=== What the exercise asks ===
Reproduce the lines below without changing anything.

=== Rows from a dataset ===
━━━
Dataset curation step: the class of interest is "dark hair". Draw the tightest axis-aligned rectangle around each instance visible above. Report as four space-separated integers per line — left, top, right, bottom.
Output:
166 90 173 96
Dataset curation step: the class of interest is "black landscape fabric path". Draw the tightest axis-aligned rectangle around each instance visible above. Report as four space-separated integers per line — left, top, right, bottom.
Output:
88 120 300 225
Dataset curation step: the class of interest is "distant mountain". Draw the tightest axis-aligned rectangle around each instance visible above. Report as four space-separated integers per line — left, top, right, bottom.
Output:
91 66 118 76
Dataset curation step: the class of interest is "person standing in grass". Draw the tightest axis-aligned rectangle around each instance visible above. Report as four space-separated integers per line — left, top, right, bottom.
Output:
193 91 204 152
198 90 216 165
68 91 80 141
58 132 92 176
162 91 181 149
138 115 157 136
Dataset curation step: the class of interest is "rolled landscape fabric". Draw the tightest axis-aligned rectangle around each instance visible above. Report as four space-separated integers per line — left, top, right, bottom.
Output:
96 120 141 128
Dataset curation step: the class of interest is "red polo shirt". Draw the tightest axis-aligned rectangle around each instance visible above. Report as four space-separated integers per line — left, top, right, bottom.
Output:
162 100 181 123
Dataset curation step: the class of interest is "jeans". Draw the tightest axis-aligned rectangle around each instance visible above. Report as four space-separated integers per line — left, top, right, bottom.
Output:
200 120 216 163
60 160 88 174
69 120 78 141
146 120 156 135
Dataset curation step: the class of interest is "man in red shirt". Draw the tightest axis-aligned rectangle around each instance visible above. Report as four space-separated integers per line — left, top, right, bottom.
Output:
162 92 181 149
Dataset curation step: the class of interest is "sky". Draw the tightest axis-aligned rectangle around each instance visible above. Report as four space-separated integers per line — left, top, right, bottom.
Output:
━━━
=== The solution ===
Dataset curation step: the class of interest is "dark hair". Draw the tightest axis-aligned rectangle around each instance visible above. Report as four space-separated integers per line — left, top, right, bottom.
Output:
166 90 173 96
Dataset curation step: the class of interest is "black landscape fabric path". Draw the tightest axis-aligned rectangle around each instance visible above. Report as four space-separated integers per line — left, top, right, bottom.
Output:
88 120 300 225
Dataset curation step: the class of interest is "distant mountain". Draw the tightest axis-aligned rectangle around each instance visible above. Report as four space-separated integers per line — left, top, right, bottom.
Output:
91 66 118 76
Dataset curation step: the class of interest is "person standing in grass". Draw the tightest axis-aligned rectangle around each instance visible above. Report as four space-separated integers per line — left, top, right, bottom.
Output:
193 91 204 152
198 90 216 165
68 91 80 141
58 132 92 176
162 91 181 149
138 115 157 136
Dataset curation step: the class of interest is "rolled landscape fabric". Draw the tightest axis-aligned rectangle around each instance visible above. Report as four space-separated integers per line — left, top, right, bottom.
Output:
96 120 141 128
Dataset curation step: the class of interest is "red polo shirt". Draw the tightest axis-aligned rectangle around each instance visible above. Report as four space-separated integers per line — left, top, right, bottom.
Output:
162 100 181 123
Dataset curation step: the class of interest is "jeans". Draw the tightest axis-aligned rectangle around each instance visible above. Report as four space-separated integers per line — left, top, right, bottom.
Output:
200 120 216 163
60 160 88 174
69 120 78 141
146 120 156 135
Dataset curation step: the class of interest is "man in red shirt". Draw the tightest axis-aligned rectangle around each instance visible above. Report as four space-separated integers per line — left, top, right, bottom.
Output:
162 92 181 149
Dataset curation step: the class of interest is "sky". Draw the tightest axis-aligned rectangle around each instance visible above. Report as four space-separated integers per line — left, top, right, bottom.
Output:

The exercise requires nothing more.